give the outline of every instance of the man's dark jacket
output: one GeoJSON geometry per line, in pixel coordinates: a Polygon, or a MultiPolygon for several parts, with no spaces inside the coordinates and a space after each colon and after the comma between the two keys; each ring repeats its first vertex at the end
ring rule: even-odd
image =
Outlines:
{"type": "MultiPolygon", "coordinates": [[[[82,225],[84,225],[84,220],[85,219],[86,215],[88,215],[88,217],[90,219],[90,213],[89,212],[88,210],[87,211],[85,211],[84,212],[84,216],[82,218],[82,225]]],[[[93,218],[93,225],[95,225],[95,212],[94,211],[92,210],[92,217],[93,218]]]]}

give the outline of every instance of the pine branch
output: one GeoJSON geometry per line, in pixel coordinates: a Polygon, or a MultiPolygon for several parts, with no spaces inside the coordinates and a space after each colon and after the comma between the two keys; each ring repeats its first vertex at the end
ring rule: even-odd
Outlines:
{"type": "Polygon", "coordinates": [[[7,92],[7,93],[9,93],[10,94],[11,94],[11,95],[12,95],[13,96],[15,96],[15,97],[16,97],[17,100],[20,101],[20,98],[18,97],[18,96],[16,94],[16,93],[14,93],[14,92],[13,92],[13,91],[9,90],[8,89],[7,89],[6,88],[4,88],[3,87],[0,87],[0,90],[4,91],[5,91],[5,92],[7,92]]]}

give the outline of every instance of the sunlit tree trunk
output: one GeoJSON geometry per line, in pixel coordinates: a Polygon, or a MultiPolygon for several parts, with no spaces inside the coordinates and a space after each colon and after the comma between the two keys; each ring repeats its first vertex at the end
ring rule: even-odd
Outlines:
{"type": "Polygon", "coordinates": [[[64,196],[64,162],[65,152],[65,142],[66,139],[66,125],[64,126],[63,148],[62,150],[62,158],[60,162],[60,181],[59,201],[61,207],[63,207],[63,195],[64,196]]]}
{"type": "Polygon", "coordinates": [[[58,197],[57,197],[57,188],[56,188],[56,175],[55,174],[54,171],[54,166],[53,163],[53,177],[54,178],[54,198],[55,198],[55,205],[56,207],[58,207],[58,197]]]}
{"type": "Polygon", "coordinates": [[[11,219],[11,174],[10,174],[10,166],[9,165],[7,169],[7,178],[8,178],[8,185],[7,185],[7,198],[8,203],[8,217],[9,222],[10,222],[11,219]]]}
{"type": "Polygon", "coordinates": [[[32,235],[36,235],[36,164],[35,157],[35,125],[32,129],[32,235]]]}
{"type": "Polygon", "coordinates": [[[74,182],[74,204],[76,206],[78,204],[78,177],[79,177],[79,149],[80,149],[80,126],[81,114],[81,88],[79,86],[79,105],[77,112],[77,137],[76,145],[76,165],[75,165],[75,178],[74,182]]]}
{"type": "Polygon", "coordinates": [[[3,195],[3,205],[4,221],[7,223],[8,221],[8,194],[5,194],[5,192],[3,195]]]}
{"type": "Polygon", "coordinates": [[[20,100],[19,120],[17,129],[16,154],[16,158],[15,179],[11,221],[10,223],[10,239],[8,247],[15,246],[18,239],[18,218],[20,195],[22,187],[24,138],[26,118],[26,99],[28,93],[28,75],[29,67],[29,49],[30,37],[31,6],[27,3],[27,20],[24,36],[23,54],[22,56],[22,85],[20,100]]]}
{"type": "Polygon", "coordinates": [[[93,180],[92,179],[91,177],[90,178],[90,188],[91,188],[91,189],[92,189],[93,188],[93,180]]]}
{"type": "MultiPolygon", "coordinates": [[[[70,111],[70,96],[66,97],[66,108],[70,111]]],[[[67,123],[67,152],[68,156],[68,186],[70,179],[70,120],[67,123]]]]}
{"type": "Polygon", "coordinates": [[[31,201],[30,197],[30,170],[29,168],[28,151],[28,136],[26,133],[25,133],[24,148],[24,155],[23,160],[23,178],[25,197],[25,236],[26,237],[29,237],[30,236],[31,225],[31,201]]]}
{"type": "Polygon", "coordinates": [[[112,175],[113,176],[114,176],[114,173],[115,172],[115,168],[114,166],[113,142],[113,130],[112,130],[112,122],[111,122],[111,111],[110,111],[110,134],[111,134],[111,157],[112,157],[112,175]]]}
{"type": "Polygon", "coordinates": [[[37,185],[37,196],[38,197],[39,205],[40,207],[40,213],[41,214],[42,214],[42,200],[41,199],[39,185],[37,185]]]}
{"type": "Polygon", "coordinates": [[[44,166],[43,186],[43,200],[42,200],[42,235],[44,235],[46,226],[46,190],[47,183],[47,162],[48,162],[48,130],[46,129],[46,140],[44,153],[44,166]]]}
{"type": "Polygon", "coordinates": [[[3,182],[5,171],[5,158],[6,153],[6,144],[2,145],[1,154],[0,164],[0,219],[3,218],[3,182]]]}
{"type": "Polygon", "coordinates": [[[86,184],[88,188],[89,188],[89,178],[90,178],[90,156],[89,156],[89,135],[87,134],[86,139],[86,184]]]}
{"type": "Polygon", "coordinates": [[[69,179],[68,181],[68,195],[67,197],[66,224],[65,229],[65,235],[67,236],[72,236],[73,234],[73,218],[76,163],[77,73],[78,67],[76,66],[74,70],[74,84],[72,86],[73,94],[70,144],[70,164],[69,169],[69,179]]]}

__EXERCISE REQUIREMENTS__
The records above are to be repeated exactly, in their entirety.

__EXERCISE ANSWER__
give the outline of every instance of the man's dark jacket
output: one GeoJSON geometry per line, in pixel coordinates: a Polygon, or a MultiPolygon for several parts, with no spaces inside the coordinates and a space after each colon and after the comma between the two keys; each ring repeats its first vertex at the end
ring rule: even-odd
image =
Outlines:
{"type": "MultiPolygon", "coordinates": [[[[82,225],[84,225],[84,220],[85,219],[86,215],[88,215],[88,217],[90,219],[90,213],[89,212],[88,210],[87,211],[85,211],[84,212],[84,216],[82,218],[82,225]]],[[[93,218],[93,225],[95,225],[95,212],[94,211],[92,210],[92,217],[93,218]]]]}

give the outline of every instance of the pine branch
output: one GeoJSON geometry per line, in pixel coordinates: a Polygon, or a MultiPolygon for several parts, with no spaces inside the coordinates and a space after each colon and after the comma between the two keys; each ring repeats its first vertex at the end
ring rule: even-odd
Outlines:
{"type": "Polygon", "coordinates": [[[7,92],[7,93],[9,93],[10,94],[11,94],[11,95],[12,95],[13,96],[15,96],[15,97],[16,97],[17,100],[20,101],[20,98],[18,97],[18,96],[16,94],[16,93],[14,93],[14,92],[13,92],[13,91],[9,90],[8,89],[7,89],[6,88],[4,88],[3,87],[0,87],[0,90],[4,91],[5,91],[5,92],[7,92]]]}

give the outline of every instance of the sunlit tree trunk
output: one GeoJSON geometry per line, in pixel coordinates: a Polygon, or a MultiPolygon for several parts, with no spaces inside the coordinates and a space after each colon and after the comma between the two keys; each ring repeats its first vertex at the end
ring rule: even-odd
Outlines:
{"type": "Polygon", "coordinates": [[[64,196],[64,162],[65,152],[65,142],[66,139],[66,125],[64,126],[63,148],[62,150],[62,158],[60,162],[60,181],[59,201],[61,207],[63,207],[63,195],[64,196]]]}
{"type": "Polygon", "coordinates": [[[58,197],[57,197],[57,188],[56,188],[56,175],[55,174],[54,171],[54,166],[53,163],[53,177],[54,178],[54,198],[55,198],[55,205],[56,207],[58,207],[58,197]]]}
{"type": "Polygon", "coordinates": [[[11,219],[11,174],[10,174],[10,166],[9,165],[7,169],[7,178],[8,178],[8,185],[7,185],[7,198],[8,203],[8,217],[9,222],[10,222],[11,219]]]}
{"type": "Polygon", "coordinates": [[[32,235],[36,235],[36,164],[35,157],[35,125],[32,129],[32,235]]]}
{"type": "Polygon", "coordinates": [[[74,182],[74,204],[76,206],[78,204],[78,177],[79,177],[79,149],[80,149],[80,126],[81,114],[81,88],[79,86],[79,105],[77,112],[77,137],[76,145],[76,165],[75,165],[75,178],[74,182]]]}
{"type": "Polygon", "coordinates": [[[3,195],[3,205],[4,221],[7,223],[8,221],[8,194],[5,194],[5,192],[3,195]]]}
{"type": "Polygon", "coordinates": [[[20,100],[19,120],[17,129],[16,154],[16,158],[15,179],[11,221],[10,223],[10,239],[8,247],[15,246],[18,239],[18,218],[20,195],[22,187],[24,138],[26,118],[26,99],[28,93],[28,75],[29,67],[29,49],[30,37],[31,6],[27,3],[27,20],[24,36],[23,54],[22,56],[22,85],[20,100]]]}
{"type": "Polygon", "coordinates": [[[93,180],[92,179],[91,177],[90,178],[90,188],[91,188],[91,189],[92,189],[93,188],[93,180]]]}
{"type": "MultiPolygon", "coordinates": [[[[70,111],[70,96],[66,97],[66,108],[70,111]]],[[[67,123],[67,152],[68,156],[68,186],[70,179],[70,120],[67,123]]]]}
{"type": "Polygon", "coordinates": [[[31,201],[30,197],[30,170],[29,168],[28,151],[28,136],[26,133],[25,133],[24,148],[24,155],[23,160],[23,178],[25,197],[25,236],[26,237],[29,237],[30,236],[31,225],[31,201]]]}
{"type": "Polygon", "coordinates": [[[112,175],[113,176],[114,176],[114,173],[115,172],[115,168],[114,166],[113,142],[113,130],[112,130],[112,122],[111,122],[111,111],[110,111],[110,134],[111,134],[111,157],[112,157],[112,175]]]}
{"type": "Polygon", "coordinates": [[[37,185],[37,196],[38,197],[39,205],[40,207],[40,213],[41,214],[42,214],[42,200],[41,199],[39,185],[37,185]]]}
{"type": "Polygon", "coordinates": [[[44,166],[43,186],[43,200],[42,200],[42,235],[44,235],[46,226],[46,190],[47,183],[47,162],[48,162],[48,130],[46,129],[46,140],[44,153],[44,166]]]}
{"type": "Polygon", "coordinates": [[[3,182],[5,171],[5,158],[6,153],[6,144],[2,145],[1,154],[0,164],[0,219],[3,218],[3,182]]]}
{"type": "Polygon", "coordinates": [[[86,184],[88,188],[89,188],[89,178],[90,178],[90,156],[89,156],[89,135],[87,134],[86,139],[86,184]]]}
{"type": "Polygon", "coordinates": [[[69,179],[68,181],[68,195],[67,197],[66,224],[65,229],[65,235],[67,236],[72,236],[73,234],[73,218],[76,163],[77,73],[78,67],[76,66],[74,70],[74,84],[72,86],[73,94],[70,144],[70,164],[69,169],[69,179]]]}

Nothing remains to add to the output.